Could you write the next part of the piece on the WNBA's two standout rookies, continuing from its last sentence?

__TEXT UNDER STUDY__:
***

While the Fever’s playoffs’ prospects are soaring and the Sky have to get back on the right track, the two rookies who have brought so many eyes to the WNBA this year are just getting better.

Caitlin Clark: Making points

Voepel: Clark is now averaging 18.7 points and a league-leading 8.4 assists. She has scored or assisted on 37.3% of the Fever’s points this season; that will be a WNBA record if she stays there. The current mark is 36.8% for Courtney Vandersloot, then with Chicago. She did that in 2020, when the WNBA’s regular season was 22 games because of the COVID-19 pandemic.

Earlier, Clark set the rookie season assist record, and she is on pace to break the overall assist record, too. On Sunday, she had 28 points and 12 assists in the Fever’s win at Dallas, which was the first time in franchise history Indiana has scored at least 100 points in back-to-back games. The Fever beat Reese and Chicago 100-81 on Friday.

“Just playing fast, playing off one another, that’s probably the biggest thing,” Clark said, especially referring to the success she and fellow guard Kelsey Mitchell have had since WNBA play resumed after the Paris Games. “We’re shooting it well, we’re looking for each other, we’re getting downhill.”

Philippou: Since the Olympic break, the Clark-Mitchell pairing has been an unstoppable force of nature, and it was more of the same Sunday. With the way Clark is driving so much of the Indiana offense through both her facilitating and her scoring, talk has escalated over whether she will make an all-WNBA team and whether she could earn MVP votes. Remember, voters rank five players on their ballots, so A’ja Wilson for example could still be the unanimous MVP, but Clark could wind up elsewhere in voters’ rankings. With seven games left, including four against under-.500 teams, that could be the direction things are going.

***

__SUPPLIED RECORDS__:
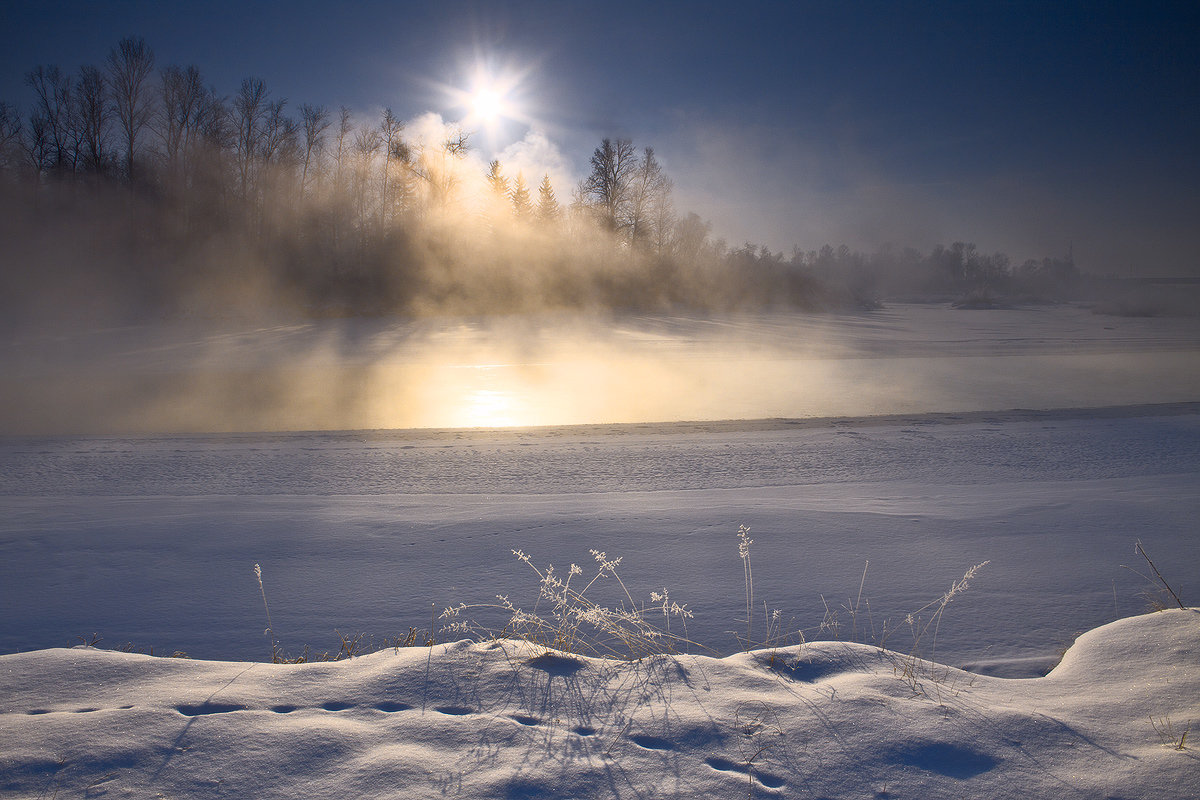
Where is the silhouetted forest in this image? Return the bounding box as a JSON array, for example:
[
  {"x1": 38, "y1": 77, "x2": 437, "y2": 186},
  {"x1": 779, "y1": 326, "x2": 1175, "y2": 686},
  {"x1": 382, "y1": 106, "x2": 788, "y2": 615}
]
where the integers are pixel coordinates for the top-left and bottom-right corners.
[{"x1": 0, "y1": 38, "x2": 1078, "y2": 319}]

***

__ANSWER BOX__:
Watching the Fever over the past two weeks, it’s hard not to wonder just how far that duo can take Indiana this fall. Could they make a run for the 4- or 5-seed if the Aces and Storm continue to stumble? Even if not, no team is going to want to see Indiana and its high-powered offense in a first-round series, where all the Fever would have to do is split the first two games on the road to ensure what would undoubtedly be a raucous Game 3 atmosphere at Gainbridge Fieldhouse.

Angel Reese: Cleaning up

Philippou: Reese reflected Sunday about how she knew her motor would translate to the pro game, especially in how it manifests in rebounding the ball. That perhaps was what many pro talent evaluators underestimated before her arrival in the league. Reese knows she has strides to make in her game, as any rookie does. But her knack for the ball and competitive fire is now unquestionable with her name in the record books tied to so many rebounding achievements, regardless of experience level. And, she reiterated Sunday, it’s not just because she’s rebounding her own misses, or because she’s the tallest player on the court (she’s just 6-foot-3). And what’s promising long term for Chicago is that Reese seems poised to take that same drive and desire to win into her offseason and use it to continue to develop her game.

The fact that as a rookie she has already surpassed milestones held by the likes of legends such as Sylvia Fowles and Tina Charles is nothing short of remarkable. Next, with 24 double-doubles after Sunday, she is well within reach of breaking the single-season double-double record of 28 set by Alyssa Thomas in 2023.

Voepel: The Sky’s Teresa Weatherspoon has played or coached with and against many of the best post players in women’s hoops history. A guard with Louisiana Tech, USA Basketball and in the WNBA, Weatherspoon also spent time coaching in the NBA. She attributes Reese’s rebounding prowess to a massive amount of want-to.

“It’s a mindset. She wants it,” Weatherspoon said. “She’s not going to allow a box-out to keep her from getting an offensive rebound. She’s very physical down there. It’s a desire. She goes hard after it. She takes it very personally. She’s very serious about her work of getting rebounds. She knows that’s the thing she brings to this team to help us be successful, and she’s mastering that role.”

Reese said, however, she doesn’t think that’s enough. She has taken the Sky’s losing streak hard and wants to do everything possible to end it.

“It can’t just be rebounding,” she said. “It has to be more.”